▶ **Dataset entries**

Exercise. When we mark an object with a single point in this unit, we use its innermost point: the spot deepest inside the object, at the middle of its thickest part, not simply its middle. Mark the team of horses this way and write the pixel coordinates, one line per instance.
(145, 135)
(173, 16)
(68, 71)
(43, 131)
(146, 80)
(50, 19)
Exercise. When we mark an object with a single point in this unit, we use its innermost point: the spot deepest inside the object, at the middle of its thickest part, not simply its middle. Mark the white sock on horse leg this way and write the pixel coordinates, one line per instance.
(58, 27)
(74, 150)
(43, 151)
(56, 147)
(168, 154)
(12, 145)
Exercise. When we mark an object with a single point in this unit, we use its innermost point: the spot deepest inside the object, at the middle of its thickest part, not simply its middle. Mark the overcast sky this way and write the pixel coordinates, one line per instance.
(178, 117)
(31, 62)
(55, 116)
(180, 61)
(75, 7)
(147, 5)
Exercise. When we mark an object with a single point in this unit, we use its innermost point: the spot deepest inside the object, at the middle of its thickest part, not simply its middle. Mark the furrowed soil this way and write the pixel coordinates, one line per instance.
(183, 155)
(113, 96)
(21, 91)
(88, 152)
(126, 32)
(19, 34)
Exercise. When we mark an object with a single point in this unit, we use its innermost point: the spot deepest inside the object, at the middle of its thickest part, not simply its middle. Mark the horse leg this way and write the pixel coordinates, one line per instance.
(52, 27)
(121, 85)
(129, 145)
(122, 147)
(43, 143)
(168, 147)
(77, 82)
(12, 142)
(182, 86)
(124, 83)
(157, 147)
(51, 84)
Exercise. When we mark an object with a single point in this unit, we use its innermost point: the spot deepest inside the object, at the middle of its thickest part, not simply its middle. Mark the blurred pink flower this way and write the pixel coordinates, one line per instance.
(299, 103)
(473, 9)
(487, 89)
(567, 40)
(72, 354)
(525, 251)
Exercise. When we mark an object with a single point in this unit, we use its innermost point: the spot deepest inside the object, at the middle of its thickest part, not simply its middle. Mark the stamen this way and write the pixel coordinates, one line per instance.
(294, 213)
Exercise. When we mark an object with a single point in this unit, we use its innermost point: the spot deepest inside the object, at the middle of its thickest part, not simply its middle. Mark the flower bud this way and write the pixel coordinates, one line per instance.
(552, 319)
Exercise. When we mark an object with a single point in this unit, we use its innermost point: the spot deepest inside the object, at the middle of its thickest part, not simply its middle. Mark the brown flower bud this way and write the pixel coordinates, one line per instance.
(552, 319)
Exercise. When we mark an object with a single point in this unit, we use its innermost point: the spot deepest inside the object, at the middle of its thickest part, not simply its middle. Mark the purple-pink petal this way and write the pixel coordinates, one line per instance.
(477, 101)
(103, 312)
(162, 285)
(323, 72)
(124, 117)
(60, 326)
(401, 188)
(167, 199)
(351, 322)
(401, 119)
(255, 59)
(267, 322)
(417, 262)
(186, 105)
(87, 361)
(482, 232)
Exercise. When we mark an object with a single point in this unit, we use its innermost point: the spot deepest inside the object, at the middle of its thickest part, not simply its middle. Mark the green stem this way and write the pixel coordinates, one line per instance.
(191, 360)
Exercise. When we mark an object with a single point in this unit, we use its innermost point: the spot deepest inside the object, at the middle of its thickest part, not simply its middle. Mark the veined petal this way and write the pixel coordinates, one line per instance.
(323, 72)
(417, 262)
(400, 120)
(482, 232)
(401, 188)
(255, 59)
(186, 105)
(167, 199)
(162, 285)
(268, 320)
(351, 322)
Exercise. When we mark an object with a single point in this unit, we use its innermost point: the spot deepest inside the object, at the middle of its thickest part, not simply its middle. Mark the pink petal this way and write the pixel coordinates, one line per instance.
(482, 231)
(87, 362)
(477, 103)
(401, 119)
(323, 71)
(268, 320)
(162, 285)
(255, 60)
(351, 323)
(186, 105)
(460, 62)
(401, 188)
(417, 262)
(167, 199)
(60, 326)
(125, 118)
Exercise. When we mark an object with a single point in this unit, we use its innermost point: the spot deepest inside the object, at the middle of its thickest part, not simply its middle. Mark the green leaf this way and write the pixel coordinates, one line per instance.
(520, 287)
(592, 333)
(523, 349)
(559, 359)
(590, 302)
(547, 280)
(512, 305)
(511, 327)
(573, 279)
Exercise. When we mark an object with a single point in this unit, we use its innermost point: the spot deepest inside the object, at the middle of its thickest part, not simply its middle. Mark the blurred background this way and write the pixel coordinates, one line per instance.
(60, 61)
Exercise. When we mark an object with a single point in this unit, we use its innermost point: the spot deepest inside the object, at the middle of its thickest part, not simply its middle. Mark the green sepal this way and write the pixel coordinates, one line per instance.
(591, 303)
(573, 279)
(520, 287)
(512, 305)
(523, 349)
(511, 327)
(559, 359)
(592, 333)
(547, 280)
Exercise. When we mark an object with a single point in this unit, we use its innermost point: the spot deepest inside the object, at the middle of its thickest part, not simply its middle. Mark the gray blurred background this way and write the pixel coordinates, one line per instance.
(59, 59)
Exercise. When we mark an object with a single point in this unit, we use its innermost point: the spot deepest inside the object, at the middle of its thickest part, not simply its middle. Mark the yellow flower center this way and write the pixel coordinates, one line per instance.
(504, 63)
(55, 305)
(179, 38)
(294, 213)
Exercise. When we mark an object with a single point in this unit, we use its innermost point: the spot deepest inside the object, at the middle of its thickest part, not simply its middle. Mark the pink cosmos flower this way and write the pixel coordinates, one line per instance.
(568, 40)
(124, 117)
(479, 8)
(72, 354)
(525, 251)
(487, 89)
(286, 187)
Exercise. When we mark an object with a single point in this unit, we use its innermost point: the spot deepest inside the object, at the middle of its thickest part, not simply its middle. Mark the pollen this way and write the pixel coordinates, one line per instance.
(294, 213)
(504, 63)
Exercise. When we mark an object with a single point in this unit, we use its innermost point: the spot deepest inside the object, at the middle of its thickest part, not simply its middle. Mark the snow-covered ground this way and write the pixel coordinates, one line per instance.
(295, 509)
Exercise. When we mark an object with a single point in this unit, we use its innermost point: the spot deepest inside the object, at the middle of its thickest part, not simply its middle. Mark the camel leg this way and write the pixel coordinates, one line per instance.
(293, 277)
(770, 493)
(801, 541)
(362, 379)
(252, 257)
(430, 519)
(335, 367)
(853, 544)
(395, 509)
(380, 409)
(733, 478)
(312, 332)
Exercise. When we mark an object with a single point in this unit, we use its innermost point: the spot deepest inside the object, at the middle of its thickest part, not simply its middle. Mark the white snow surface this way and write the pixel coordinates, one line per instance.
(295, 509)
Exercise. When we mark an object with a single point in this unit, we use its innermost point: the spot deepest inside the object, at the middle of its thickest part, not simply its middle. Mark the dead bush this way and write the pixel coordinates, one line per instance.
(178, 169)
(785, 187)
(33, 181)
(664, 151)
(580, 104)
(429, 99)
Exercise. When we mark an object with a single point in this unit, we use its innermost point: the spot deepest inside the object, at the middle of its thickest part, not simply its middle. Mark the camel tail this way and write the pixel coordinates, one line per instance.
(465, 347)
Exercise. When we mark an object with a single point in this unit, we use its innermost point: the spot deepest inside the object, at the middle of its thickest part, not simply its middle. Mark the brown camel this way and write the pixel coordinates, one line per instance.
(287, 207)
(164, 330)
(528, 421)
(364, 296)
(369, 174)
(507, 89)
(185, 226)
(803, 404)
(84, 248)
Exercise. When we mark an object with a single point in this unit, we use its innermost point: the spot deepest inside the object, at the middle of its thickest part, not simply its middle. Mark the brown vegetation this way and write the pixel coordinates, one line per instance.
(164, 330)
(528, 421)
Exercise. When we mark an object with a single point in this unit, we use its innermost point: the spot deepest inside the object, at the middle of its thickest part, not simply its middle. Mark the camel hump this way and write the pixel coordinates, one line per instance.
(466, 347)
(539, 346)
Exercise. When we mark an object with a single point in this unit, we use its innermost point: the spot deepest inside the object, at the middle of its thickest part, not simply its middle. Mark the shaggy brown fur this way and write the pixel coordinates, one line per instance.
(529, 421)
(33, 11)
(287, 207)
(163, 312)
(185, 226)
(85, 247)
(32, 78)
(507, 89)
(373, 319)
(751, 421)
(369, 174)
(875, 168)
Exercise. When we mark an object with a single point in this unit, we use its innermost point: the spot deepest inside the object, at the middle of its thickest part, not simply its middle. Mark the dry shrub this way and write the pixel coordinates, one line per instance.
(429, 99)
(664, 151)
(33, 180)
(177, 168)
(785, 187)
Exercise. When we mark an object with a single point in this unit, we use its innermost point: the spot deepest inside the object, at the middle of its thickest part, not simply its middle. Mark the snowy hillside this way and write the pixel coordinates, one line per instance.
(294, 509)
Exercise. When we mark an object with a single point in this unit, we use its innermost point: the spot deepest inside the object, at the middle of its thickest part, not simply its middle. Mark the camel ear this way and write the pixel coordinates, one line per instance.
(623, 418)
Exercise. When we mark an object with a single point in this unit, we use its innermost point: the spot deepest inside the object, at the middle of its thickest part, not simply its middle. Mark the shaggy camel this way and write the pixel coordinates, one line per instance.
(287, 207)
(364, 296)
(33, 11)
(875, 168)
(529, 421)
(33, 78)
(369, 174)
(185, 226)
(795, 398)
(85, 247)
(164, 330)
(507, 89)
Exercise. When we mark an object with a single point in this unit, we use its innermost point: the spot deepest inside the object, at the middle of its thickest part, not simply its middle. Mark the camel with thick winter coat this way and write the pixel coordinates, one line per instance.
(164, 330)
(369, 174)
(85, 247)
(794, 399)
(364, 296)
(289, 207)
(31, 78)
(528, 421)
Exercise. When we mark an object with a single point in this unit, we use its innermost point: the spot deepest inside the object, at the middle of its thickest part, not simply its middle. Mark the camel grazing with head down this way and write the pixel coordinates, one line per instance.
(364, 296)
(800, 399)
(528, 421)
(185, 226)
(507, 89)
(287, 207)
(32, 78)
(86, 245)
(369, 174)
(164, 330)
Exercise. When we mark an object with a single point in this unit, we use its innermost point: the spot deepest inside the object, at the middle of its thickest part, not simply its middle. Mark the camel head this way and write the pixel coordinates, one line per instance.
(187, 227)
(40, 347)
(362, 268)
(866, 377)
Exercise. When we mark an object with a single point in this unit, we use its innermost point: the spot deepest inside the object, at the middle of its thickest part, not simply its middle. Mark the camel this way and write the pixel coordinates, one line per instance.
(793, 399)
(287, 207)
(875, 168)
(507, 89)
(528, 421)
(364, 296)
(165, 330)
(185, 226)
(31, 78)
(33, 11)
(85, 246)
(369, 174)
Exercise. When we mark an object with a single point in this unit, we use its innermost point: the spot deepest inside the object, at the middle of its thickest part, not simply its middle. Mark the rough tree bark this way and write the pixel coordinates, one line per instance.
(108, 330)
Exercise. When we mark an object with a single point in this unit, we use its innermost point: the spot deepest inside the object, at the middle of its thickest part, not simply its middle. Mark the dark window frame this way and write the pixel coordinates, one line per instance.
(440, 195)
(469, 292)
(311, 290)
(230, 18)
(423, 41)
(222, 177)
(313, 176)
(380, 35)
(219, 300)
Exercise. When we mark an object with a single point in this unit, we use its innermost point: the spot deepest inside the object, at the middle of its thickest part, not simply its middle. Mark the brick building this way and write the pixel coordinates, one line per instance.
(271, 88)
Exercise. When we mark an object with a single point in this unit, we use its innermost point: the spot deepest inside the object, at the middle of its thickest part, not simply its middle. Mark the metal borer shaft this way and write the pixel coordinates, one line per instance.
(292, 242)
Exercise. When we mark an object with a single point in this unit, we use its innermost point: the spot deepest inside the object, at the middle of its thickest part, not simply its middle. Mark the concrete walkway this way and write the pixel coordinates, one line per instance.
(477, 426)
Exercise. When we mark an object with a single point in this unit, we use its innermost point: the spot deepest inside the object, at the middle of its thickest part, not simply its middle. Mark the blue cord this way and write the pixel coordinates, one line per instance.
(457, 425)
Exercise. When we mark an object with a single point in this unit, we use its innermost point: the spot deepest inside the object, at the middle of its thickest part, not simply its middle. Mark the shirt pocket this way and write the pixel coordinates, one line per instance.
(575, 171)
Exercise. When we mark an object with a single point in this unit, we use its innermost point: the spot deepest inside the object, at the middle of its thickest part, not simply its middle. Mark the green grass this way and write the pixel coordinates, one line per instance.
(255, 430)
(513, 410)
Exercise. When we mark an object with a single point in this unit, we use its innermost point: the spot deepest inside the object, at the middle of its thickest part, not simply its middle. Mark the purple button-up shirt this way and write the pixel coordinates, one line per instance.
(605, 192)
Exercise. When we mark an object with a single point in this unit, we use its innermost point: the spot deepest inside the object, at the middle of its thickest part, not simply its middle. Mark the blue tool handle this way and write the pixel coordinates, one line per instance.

▶ **Work required**
Return the lines above, from the one containing "the blue cord" to the end, exactly as they stand.

▶ **The completed task**
Exercise. When we mark an object with a single point in this unit, we use its innermost point: the spot deepest inside the object, at the middle of its thickest part, not simply its middle. Mark the blue cord this way and write the pixel coordinates, one line per instance.
(457, 425)
Exercise. When we mark an object with a single point in this unit, we use its innermost point: the spot deepest inside the object, at the middle of its thickest part, not simply its middle. Mark the shirt pocket this way and write the pixel coordinates, one line per instance.
(575, 171)
Exercise. When we mark an object with a single point in this unit, we use its innermost point: the spot deepest inside the object, at the middle of its thickest part, not simply its middle. Mark the green grass this way and write the pixel coordinates, one line per instance.
(255, 430)
(513, 410)
Exercise. When we mark an object with a single point in this unit, we use its innermost point: the spot deepest inside the object, at the middle of its thickest part, not simply its middle. Mark the purple button-up shirt this way and write the pixel coordinates, one line per instance.
(605, 192)
Exercise. When we mark an object with a single point in this unit, we use its innermost point: the spot deepest inside the object, at the middle of its thickest part, not simply its middle. Mark the blue tool handle this way and write the pixel coordinates, one line per instance.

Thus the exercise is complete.